Your objective
Convert every line of the rows below into a JSON list of strings, one string per line, leaving out any blank lines.

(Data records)

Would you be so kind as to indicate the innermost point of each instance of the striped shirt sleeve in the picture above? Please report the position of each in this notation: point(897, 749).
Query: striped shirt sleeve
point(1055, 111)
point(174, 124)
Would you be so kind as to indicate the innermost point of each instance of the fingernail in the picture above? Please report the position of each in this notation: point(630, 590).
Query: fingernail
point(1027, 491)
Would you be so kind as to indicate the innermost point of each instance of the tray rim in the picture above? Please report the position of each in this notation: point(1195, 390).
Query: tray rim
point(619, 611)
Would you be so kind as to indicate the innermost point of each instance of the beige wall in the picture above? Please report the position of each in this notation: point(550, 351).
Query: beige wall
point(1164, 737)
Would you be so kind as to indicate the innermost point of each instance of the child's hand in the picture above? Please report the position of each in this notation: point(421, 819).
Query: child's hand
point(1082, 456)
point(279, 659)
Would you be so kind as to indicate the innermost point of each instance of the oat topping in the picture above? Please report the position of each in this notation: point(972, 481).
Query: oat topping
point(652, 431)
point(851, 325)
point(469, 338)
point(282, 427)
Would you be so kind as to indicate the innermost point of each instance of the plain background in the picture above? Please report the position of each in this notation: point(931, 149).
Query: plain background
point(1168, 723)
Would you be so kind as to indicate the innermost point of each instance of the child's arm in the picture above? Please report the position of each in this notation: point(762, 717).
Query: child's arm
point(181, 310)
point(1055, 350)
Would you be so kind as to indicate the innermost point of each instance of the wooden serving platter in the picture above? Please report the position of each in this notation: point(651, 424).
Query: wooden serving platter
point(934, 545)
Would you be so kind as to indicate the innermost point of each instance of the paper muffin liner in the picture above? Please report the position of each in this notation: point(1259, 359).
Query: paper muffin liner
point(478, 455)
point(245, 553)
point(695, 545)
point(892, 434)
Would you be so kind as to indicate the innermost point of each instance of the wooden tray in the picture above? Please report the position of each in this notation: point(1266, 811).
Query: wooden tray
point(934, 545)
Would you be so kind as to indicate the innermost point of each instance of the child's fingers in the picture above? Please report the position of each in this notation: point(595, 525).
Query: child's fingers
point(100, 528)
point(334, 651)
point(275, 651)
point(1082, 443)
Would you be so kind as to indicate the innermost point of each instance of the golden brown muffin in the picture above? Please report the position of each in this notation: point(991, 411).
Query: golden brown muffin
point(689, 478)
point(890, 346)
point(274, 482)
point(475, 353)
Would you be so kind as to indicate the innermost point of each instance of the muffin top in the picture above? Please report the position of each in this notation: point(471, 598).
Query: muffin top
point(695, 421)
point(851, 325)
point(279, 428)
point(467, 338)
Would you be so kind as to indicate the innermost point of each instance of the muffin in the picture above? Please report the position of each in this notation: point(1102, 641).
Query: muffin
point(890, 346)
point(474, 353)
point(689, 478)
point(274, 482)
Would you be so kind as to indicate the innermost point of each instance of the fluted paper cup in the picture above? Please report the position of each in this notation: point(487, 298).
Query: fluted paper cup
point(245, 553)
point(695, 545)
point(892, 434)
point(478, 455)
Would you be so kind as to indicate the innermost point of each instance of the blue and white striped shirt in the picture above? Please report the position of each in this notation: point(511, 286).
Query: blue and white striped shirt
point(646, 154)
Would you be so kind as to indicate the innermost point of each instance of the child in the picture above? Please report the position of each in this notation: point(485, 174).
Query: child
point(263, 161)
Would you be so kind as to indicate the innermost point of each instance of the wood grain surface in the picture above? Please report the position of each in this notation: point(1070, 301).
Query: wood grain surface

Answer to this problem
[
  "Would you be so kind as to indicate the innermost point of each instance of the striped shirt sleeve in the picture above? Please report the position of each in this notation: point(897, 749).",
  "Query: striped shirt sleeve",
  "point(1055, 111)",
  "point(174, 124)",
  "Would you be so kind as to indicate the innermost point of each instance of the fingernail in the picture above? Please report the position of each in this notation: point(630, 590).",
  "Query: fingernail",
  "point(1027, 491)",
  "Would you be so kind as to indicate the innermost point of each instance of the tray rim in the picture above? Please report the position of each in this notation: point(1195, 390).",
  "Query: tray rim",
  "point(619, 611)",
  "Would you be so kind as to indicate the innermost point of each instance of the beige wall in the picture above? Please report the position of each in this notation: point(550, 351).",
  "Query: beige wall",
  "point(1164, 737)",
  "Would you be so kind as to indicate the innermost point of each instance of the child's hand in the picture above? Please report the position of each in this notation: point(421, 819).",
  "Query: child's hand",
  "point(1082, 456)",
  "point(279, 659)",
  "Would you be so kind as to indicate the innermost point of each instance of the oat topping in the picture above? Please report the position of each in this notation: point(972, 481).",
  "Query: oat topping",
  "point(652, 431)",
  "point(851, 325)",
  "point(469, 338)",
  "point(282, 427)",
  "Would you be so kind as to indicate the innermost point of each instance of the plain background in the picture above? Please report the position of each in this notation: point(931, 149).",
  "Query: plain background",
  "point(1168, 723)",
  "Would you be so kind as to indicate the innermost point of each instance of the child's arm in the picture above? Please report the position of each in this notation: point(762, 717).",
  "Query: child's arm",
  "point(181, 310)",
  "point(1055, 350)",
  "Would you be so kind as to indicate the innermost point of each instance of the wooden serving platter in the picture above? Please report the position of each in this notation: point(651, 424).",
  "Query: wooden serving platter",
  "point(934, 545)",
  "Would you be so kind as to indicate the innermost point of each instance of the paper muffin liner in the picture above? Please report the position of each in this notation: point(1259, 359).",
  "Query: paper muffin liner",
  "point(478, 455)",
  "point(245, 553)",
  "point(695, 545)",
  "point(892, 434)",
  "Would you be so kind as to indicate the innermost point of each instance of the wooden tray in the picture above? Please report the position of each in this notation: point(1266, 811).",
  "Query: wooden tray",
  "point(934, 545)",
  "Would you be so kind as to indicate the innermost point of each instance of the child's fingers in the picture above? Please report the position of each in this notation: point(595, 525).",
  "Query: child's fingers",
  "point(100, 528)",
  "point(334, 651)",
  "point(275, 651)",
  "point(1082, 443)",
  "Would you be so kind as to indicate the innermost point of each instance of the golden brown muffin in the picture above? Please report the position of each in this notation: point(991, 411).",
  "Query: golden brown muffin",
  "point(689, 478)",
  "point(890, 346)",
  "point(274, 482)",
  "point(475, 353)",
  "Would you be so kind as to indicate the innermost point of each instance of the muffin top in the picture above? Please report the position of each in this notation: point(471, 598).",
  "Query: muffin top",
  "point(695, 421)",
  "point(851, 325)",
  "point(279, 428)",
  "point(467, 338)",
  "Would you be so kind as to indicate the innermost point of each instance of the muffin in the picture above? Please report the position of each in this notation: point(1102, 641).",
  "Query: muffin",
  "point(890, 346)",
  "point(474, 353)",
  "point(689, 478)",
  "point(274, 482)",
  "Would you be so kind as to indicate the innermost point of each instance of the fluted paper cup in the picture above? Please report the position of each in this notation: point(487, 298).",
  "Query: fluted paper cup",
  "point(245, 553)",
  "point(695, 545)",
  "point(892, 434)",
  "point(478, 455)",
  "Would you be so kind as to indicate the innermost point of each instance of the blue and white striped shirt in the picture above? Please report the position of each in this notation: point(511, 286).",
  "Query: blue and white striped shirt",
  "point(646, 154)",
  "Would you be so kind as to indicate the innermost point of each instance of the child in the picture above? Please report the position of each in this notation: point(485, 174).",
  "Query: child",
  "point(263, 161)",
  "Would you be so kind as to indicate the innermost point of each instance of the wood grain surface in the picture above? Please report the position of each in this notation: point(1070, 301).",
  "Query: wood grain surface"
]